BRIEF
Make an exact copy of all the data.

*** DATA SUPPLIED ***

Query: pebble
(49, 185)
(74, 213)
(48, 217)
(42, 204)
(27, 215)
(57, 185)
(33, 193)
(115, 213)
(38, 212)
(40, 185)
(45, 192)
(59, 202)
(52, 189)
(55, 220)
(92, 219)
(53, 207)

*** End of DATA SUPPLIED ***

ANSWER TO THE EXERCISE
Query: pebble
(49, 185)
(74, 213)
(48, 217)
(42, 204)
(27, 215)
(57, 185)
(33, 193)
(115, 213)
(38, 212)
(40, 185)
(45, 192)
(59, 202)
(52, 189)
(55, 220)
(92, 219)
(53, 207)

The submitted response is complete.